BEGIN
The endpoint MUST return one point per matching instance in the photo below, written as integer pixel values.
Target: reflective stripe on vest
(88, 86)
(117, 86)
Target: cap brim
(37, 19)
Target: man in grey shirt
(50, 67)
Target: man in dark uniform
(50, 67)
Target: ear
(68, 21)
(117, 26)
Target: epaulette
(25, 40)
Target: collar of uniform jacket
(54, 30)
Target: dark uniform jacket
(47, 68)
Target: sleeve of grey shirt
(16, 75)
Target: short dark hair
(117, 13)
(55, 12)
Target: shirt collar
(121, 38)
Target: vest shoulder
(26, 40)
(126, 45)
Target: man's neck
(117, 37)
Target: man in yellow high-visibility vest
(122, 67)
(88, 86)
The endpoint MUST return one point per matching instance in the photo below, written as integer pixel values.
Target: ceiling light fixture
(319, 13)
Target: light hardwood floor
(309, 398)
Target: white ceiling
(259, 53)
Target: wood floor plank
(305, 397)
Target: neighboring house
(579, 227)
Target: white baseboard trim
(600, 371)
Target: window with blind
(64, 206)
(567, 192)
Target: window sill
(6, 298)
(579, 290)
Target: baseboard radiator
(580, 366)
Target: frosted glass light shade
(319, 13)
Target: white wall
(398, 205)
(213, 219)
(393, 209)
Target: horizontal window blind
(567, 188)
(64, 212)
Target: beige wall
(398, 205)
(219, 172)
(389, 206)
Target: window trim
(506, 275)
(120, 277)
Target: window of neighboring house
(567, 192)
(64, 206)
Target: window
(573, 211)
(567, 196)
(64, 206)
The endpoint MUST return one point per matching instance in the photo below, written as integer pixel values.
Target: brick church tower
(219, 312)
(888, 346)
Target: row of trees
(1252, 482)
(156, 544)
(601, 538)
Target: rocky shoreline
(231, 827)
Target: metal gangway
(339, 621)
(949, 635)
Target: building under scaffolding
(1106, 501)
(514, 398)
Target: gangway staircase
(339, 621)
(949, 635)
END
Each entry above, in full, should be output exactly as it reads.

### Solved exercise
The endpoint MUST return one point per matching instance in the photo below, written as integer pixel values.
Target: reflective stripe on vest
(88, 86)
(117, 86)
Target: cap brim
(37, 19)
Target: man in grey shirt
(50, 67)
Target: man in dark uniform
(50, 67)
Target: ear
(68, 21)
(117, 26)
Target: epaulette
(25, 40)
Target: collar of uniform jacket
(54, 30)
Target: dark uniform jacket
(47, 68)
Target: sleeve of grey shirt
(16, 75)
Target: short dark hair
(117, 13)
(55, 12)
Target: shirt collar
(121, 38)
Target: vest shoulder
(26, 40)
(126, 45)
Target: man's neck
(117, 37)
Target: man in yellow high-visibility vest
(122, 67)
(88, 86)
The endpoint MUST return one point per matching instance in the photo below, written as integer pixel values.
Target: ceiling light fixture
(319, 13)
Target: light hardwood floor
(309, 398)
Target: white ceiling
(259, 53)
Target: wood floor plank
(305, 397)
Target: neighboring house
(579, 227)
Target: white baseboard trim
(600, 371)
Target: window with blind
(64, 206)
(567, 192)
Target: window sill
(6, 298)
(579, 290)
Target: baseboard radiator
(580, 366)
Target: frosted glass light shade
(319, 13)
Target: white wall
(398, 205)
(213, 219)
(393, 209)
Target: horizontal window blind
(567, 188)
(64, 212)
Target: beige wall
(398, 205)
(219, 172)
(389, 206)
Target: window trim
(506, 275)
(120, 277)
Target: window of neighboring house
(567, 192)
(64, 206)
Target: window
(573, 211)
(567, 196)
(64, 206)
The endpoint MUST return one point per matching instance in the photo below, written as integer pixel values.
Target: brick church tower
(219, 312)
(888, 346)
Target: row of trees
(1252, 482)
(156, 544)
(601, 538)
Target: rocky shoreline
(231, 827)
Target: metal gangway
(339, 621)
(949, 635)
Target: building under scaffolding
(1106, 501)
(514, 398)
Target: gangway staircase
(339, 621)
(949, 635)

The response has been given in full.